-- DATA TO EXAMINE follows --

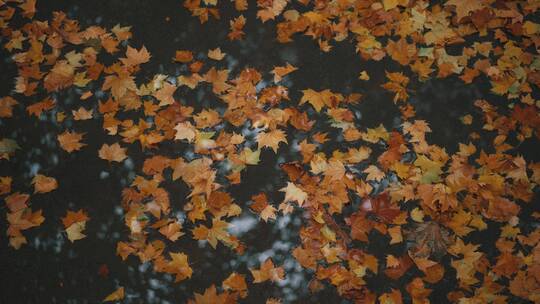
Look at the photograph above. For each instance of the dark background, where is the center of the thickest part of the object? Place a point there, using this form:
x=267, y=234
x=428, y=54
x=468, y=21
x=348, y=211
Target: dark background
x=50, y=269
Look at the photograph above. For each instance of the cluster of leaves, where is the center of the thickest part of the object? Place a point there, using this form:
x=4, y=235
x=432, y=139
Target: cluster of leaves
x=379, y=183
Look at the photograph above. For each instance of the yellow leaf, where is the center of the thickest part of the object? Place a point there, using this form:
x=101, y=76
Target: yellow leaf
x=115, y=296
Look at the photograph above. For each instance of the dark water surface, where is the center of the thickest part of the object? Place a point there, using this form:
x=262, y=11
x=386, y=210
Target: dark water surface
x=50, y=269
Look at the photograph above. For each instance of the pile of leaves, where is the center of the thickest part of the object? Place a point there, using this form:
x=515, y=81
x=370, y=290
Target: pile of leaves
x=352, y=184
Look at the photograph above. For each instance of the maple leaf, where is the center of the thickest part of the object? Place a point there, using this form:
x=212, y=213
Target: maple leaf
x=236, y=26
x=37, y=108
x=112, y=152
x=117, y=295
x=185, y=130
x=374, y=173
x=183, y=56
x=271, y=9
x=314, y=98
x=135, y=57
x=267, y=272
x=119, y=84
x=210, y=296
x=465, y=7
x=179, y=265
x=165, y=94
x=279, y=72
x=271, y=139
x=236, y=282
x=6, y=106
x=429, y=239
x=82, y=114
x=44, y=184
x=335, y=170
x=216, y=54
x=212, y=235
x=293, y=193
x=70, y=141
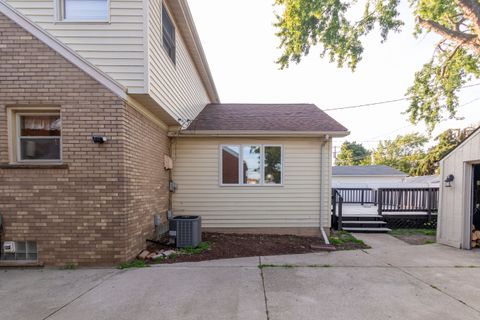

-- DATA TO EXAMINE concluded --

→ TASK INSTRUCTIONS
Please repeat exactly the lines from the one containing "x=468, y=21" through the end of the entries, both included, omitting pictures.

→ FINAL ANSWER
x=468, y=21
x=348, y=211
Target: dark background
x=50, y=269
Look at the photograph above. For each instance of the cluster of leaves, where is the center of the thickest part of the object? Place a point there, using this form:
x=4, y=235
x=432, y=139
Target: cluster of leaves
x=379, y=183
Look at the photograph above. For each instance of the yellow leaf, where is the center of the thickest part of the object? Place a point there, using this form:
x=101, y=76
Target: yellow leaf
x=115, y=296
Look at the photograph above. For each instance of the dark water surface, where is the center of the thickest part of the object? Place a point there, using this form:
x=262, y=11
x=386, y=210
Target: dark water surface
x=50, y=269
Look at the photograph above. For each instance of the pile of leaves, where is the center of the thickest part of the object? Place a point there, using this form:
x=515, y=81
x=370, y=290
Target: pile of leaves
x=352, y=184
Look at the photograph above. For each instance of the maple leaf, where is the center of the thickest part of the object? Place a point there, using this form:
x=212, y=213
Target: maple leaf
x=236, y=26
x=37, y=108
x=112, y=152
x=117, y=295
x=185, y=130
x=374, y=173
x=183, y=56
x=271, y=9
x=314, y=98
x=135, y=57
x=267, y=272
x=119, y=84
x=210, y=296
x=465, y=7
x=179, y=265
x=165, y=94
x=279, y=72
x=271, y=139
x=236, y=282
x=6, y=106
x=429, y=239
x=82, y=114
x=44, y=184
x=335, y=170
x=216, y=54
x=212, y=235
x=293, y=193
x=70, y=141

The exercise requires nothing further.